§ **EXTRACT PROVIDED**
***

In a statement, Purdue denied the allegations.

"These complaints are part of a continuing effort to try these cases in the court of public opinion rather than the justice system," the statement said. "The states cannot link the conduct alleged to the harm described, and so they have invented stunningly overbroad legal theories, which if adopted by courts, will undermine the bedrock legal principle of causation."

A message left for a spokesperson of Richard Sackler was not immediately returned.

For West Virginia, the lawsuit follows a $10 million settlement, in 2004, of a lawsuit with similar allegations.

 

Ongoing litigation

The past two weeks have marked one of the busiest periods in the past couple of years for Purdue-related litigation.

On Tuesday, Pennsylvania filed a similar lawsuit.

Including the Keystone State, eight of the 10 most populous states have sued Purdue for alleged marketing fraud.

Illinois and Georgia sued earlier this year. New York originally sued last August and filed an expanded complaint in March. Florida, Texas and North Carolina sued last year. Ohio submitted its lawsuit in 2017.

California, the most populous state, has not filed a complaint.

Last Friday, a District Court judge in North Dakota dismissed that state's lawsuit, which was filed last year.

"Purdue cannot control how doctors prescribe its products, and it certainly cannot control how individual patients use and respond to its products, regardless of any warning or instruction Purdue may give," Judge James Hill wrote in his decision.

The state plans to appeal the decision, said North Dakota Attorney General Wayne Stenehjem.

 

Focus on Richard Sackler

Richard Sackler, one of eight Sackler family members named in Connecticut's lawsuit, has emerged as a particularly controversial figure in the litigation.

***

§ **REQUIRED WORK**
A. Echo the passage of the Purdue litigation article from "Last Friday, a" up to and including "General Wayne Stenehjem.", word for word.
B. According to Purdue's statement in the Purdue litigation article, why have the states come up with overbroad legal theories? Answer in one to three sentences.

Stored data entries:
***

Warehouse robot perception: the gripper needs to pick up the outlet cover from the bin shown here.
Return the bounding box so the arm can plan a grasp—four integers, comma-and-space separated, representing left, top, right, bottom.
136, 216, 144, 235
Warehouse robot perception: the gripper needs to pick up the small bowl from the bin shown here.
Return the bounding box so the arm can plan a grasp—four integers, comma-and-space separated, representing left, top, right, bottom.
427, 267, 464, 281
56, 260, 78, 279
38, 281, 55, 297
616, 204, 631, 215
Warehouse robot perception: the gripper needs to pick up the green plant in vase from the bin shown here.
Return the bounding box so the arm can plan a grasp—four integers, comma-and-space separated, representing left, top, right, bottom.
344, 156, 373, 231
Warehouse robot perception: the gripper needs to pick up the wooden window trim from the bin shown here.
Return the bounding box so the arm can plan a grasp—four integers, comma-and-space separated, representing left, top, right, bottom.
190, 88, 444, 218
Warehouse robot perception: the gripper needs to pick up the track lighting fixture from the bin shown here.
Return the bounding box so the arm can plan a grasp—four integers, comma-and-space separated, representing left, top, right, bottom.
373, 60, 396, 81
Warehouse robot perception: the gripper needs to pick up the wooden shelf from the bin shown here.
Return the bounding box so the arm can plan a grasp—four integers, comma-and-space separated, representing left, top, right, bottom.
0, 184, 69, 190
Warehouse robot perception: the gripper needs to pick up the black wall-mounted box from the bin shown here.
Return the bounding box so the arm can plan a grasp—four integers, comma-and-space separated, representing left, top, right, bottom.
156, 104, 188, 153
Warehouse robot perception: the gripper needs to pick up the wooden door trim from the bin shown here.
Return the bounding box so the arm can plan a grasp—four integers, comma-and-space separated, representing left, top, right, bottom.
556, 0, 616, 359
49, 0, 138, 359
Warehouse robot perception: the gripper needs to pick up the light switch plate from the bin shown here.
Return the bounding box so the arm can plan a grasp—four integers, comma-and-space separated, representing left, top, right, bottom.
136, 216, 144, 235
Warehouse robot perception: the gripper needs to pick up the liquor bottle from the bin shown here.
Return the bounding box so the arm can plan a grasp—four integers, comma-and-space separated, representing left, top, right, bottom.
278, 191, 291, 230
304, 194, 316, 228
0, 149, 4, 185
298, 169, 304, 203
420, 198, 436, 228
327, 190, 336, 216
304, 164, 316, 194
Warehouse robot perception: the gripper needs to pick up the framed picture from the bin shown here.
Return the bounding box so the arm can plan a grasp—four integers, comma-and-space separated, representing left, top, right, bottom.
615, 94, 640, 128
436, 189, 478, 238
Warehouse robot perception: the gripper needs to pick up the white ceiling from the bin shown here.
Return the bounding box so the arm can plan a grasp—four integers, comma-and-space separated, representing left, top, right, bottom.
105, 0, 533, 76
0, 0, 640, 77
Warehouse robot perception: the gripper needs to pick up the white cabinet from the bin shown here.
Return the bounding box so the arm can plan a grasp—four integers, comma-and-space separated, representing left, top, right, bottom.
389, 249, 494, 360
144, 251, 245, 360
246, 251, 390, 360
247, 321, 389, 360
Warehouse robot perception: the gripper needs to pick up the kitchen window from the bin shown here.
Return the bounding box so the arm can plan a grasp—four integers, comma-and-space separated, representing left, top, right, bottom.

***

§ **TASK-BY-TASK RESULTS**
A.
Last Friday, a District Court judge in North Dakota dismissed that state's lawsuit, which was filed last year.

"Purdue cannot control how doctors prescribe its products, and it certainly cannot control how individual patients use and respond to its products, regardless of any warning or instruction Purdue may give," Judge James Hill wrote in his decision.

The state plans to appeal the decision, said North Dakota Attorney General Wayne Stenehjem.

B. Purdue's statement says the states invented overbroad legal theories because they cannot link the conduct they allege to the harm they describe.